=== SOAL YANG DIKERJAKAN ===
Lanjutkan teks di bawah tentang tata cara DPR mengusulkan pemberhentian Presiden menurut UU MD3, dimulai setelah kalimat terakhirnya.

=== KUTIPAN TERPILIH ===
"Dan minimal 2/3 dari jumlah itu menyetujuinya (UU MD3, pasal 210 ayat 1 dan 3).
Bila keputusannya disetujui, kata dia, maka wajib dibentuk Panitia Khusus (Pansus) yang anggotanya terdiri dari semua unsur fraksi di DPR (UU MD3, pasal 212 ayat 2).
"Setelah Pansus bekerja selama paling lama 60 hari, hasilnya kemudian dilaporkan dalam rapat paripurna DPR," ucap Hasanuddin.
Ia menegaskan, keputusan DPR atas laporan Pansus dianggap sah bila anggota yang hadir minimal 2/3 dari jumlah seluruh anggota DPR.
Dan, disetujui oleh 2/3 anggota yang hadir (UU MD3, Pasal 213 ayat 1 dan Pasal 214 ayat 4) .
Persetujuan DPR ini selanjutnya dilaporkan ke Mahkamah Konstitusi (MK), disertai bukti dan dokumentasi pelengkapnya.
"MK kemudian bersidang."
Baca: Jokowi dan Menkominfo Divonis Bersalah, Ini Tanggapan Stafsus Presiden dan Johnny G Plate
"Dan bila MK menyatakan terbukti, maka DPR menyelenggarakan rapat paripurna untuk meneruskan usul pemberhentian Presiden dan/atau Wakil Presiden kepada MPR (UU MD3, Pasal 215 ayat 1)," jelasnya.

=== BARIS YANG DIBERIKAN ===
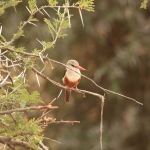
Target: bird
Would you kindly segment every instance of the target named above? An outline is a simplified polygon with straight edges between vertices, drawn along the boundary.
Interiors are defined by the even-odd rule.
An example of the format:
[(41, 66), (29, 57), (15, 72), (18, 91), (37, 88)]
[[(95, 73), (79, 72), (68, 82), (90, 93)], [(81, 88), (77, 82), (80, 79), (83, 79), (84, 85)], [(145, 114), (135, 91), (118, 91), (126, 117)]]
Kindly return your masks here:
[(64, 73), (64, 77), (62, 79), (63, 84), (66, 86), (65, 90), (65, 101), (69, 102), (71, 90), (69, 88), (76, 87), (81, 80), (81, 72), (80, 70), (86, 70), (83, 67), (79, 66), (79, 63), (76, 60), (68, 60), (66, 64), (66, 70)]

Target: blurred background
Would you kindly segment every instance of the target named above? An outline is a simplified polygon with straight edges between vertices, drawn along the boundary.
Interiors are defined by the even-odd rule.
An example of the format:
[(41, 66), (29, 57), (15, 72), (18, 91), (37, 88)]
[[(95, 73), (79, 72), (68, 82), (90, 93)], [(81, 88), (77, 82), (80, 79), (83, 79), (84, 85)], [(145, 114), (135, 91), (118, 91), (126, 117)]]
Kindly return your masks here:
[[(71, 0), (71, 4), (76, 1)], [(100, 86), (132, 97), (143, 106), (113, 94), (106, 94), (103, 122), (104, 150), (150, 150), (150, 3), (147, 9), (140, 9), (142, 1), (130, 0), (95, 0), (95, 12), (83, 11), (85, 27), (83, 28), (79, 12), (70, 10), (74, 16), (71, 28), (66, 30), (68, 36), (59, 39), (56, 46), (49, 49), (49, 58), (63, 62), (77, 60), (86, 68), (82, 72)], [(62, 4), (63, 1), (59, 1)], [(38, 1), (38, 6), (46, 5)], [(1, 16), (2, 34), (9, 40), (17, 31), (20, 21), (29, 17), (25, 5), (20, 3), (15, 13), (13, 7), (6, 9)], [(46, 9), (53, 16), (54, 11)], [(37, 27), (27, 25), (25, 37), (14, 44), (31, 52), (42, 48), (40, 41), (51, 41), (48, 27), (43, 16), (36, 14), (40, 20)], [(48, 18), (48, 17), (47, 17)], [(45, 74), (62, 83), (64, 67), (52, 63), (47, 66)], [(41, 64), (42, 67), (42, 64)], [(43, 101), (48, 104), (57, 97), (60, 88), (41, 79), (38, 87), (33, 72), (28, 72), (30, 91), (38, 90)], [(79, 89), (103, 92), (93, 83), (82, 78)], [(55, 150), (97, 150), (99, 144), (100, 108), (97, 97), (72, 92), (69, 103), (64, 101), (64, 91), (54, 103), (59, 109), (51, 112), (57, 120), (78, 120), (80, 124), (50, 124), (45, 130), (45, 137), (57, 140), (45, 140), (50, 149)]]

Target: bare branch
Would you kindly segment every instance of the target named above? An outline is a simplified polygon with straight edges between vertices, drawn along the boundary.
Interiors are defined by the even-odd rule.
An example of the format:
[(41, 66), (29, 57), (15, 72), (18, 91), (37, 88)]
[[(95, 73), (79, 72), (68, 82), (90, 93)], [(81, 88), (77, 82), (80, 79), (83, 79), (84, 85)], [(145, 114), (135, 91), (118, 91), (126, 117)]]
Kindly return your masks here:
[(11, 109), (11, 110), (6, 110), (6, 111), (0, 111), (0, 115), (4, 114), (11, 114), (13, 112), (22, 112), (26, 110), (44, 110), (44, 109), (57, 109), (58, 106), (51, 106), (51, 105), (46, 105), (46, 106), (32, 106), (32, 107), (26, 107), (26, 108), (16, 108), (16, 109)]
[(15, 150), (15, 146), (24, 147), (28, 150), (35, 150), (32, 147), (30, 147), (28, 142), (13, 140), (12, 138), (7, 137), (7, 136), (0, 136), (0, 143), (6, 144), (12, 150)]
[(52, 122), (48, 122), (47, 124), (52, 124), (52, 123), (55, 123), (55, 124), (61, 124), (61, 123), (68, 123), (68, 124), (74, 124), (74, 123), (80, 123), (80, 121), (52, 121)]

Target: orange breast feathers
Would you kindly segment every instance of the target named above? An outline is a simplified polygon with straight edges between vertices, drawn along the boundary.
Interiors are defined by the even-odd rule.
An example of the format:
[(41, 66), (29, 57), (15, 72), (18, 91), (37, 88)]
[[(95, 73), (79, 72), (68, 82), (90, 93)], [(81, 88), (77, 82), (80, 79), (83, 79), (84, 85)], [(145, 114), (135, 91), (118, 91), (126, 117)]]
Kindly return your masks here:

=== HASIL TUGAS ===
Setelah itu, MPR lalu melakukan sidang paripurna untuk memutuskan usul pemberhentian Presiden dan/atau Wakil Presiden oleh DPR.
Hasanuddin mengatakan, keputusan MPR terhadap pemberhentian tersebut dinyatakan sah apabila diambil dalam sidang paripurna MPR yang dihadiri paling sedikit 3/4 dari jumlah anggota.
Dan, disetujui oleh paling sedikit 2/3 dari jumlah anggota yang hadir (UU MD3, pasal 38 ayat 3).
"Melihat komposisi koalisi fraksi-fraksi pendukung Presiden di DPR, rasanya seperti mimpi di siang bolong kalau kemudian ada yang bercita-cita melengserkan Presiden pilihan rakyat," paparnya.
Bila kemudian ada aspirasi menurunkan Presiden lewat aksi anarkis di jalanan, Hasanuddin menegaskan hal tersebut melanggar UU, bahkan dapat dikenakan tindakan pidana makar.
"Inilah demokrasi yang kita sepakati dan menjadi kesepakatan nasional."
"Diskusi ilmiah dengan norma akademis mengenai pemakzulan boleh-boleh saja, karena dijamin menurut undang-undang."
"Tapi kalau aksi anarkis minta Presiden diturunkan di jalanan, itu telah melanggar ketentuan," bebernya.
Sebelumnya, mahasiswa yang tergabung dalam kelompok Constitutional Law Society (CLS) mengadakan diskusi bertema 'Persoalan Pemecatan Presiden di tengah Pandemi Ditinjau dari Sistem Ketatanegaraan'.
Namun, diskusi yang semula dijadwalkan diselenggarakan pada Jumat 29 Mei di Universitas Gadjah Mada itu, dibatalkan.
Pembatalan itu karena dari pembicara hingga moderator mendapat ancaman dari sejumlah orang.
Berbagai teror dan ancaman dialami pembicara, moderator, narahubung, serta ketua komunitas 'Constitutional Law Society' (CLS).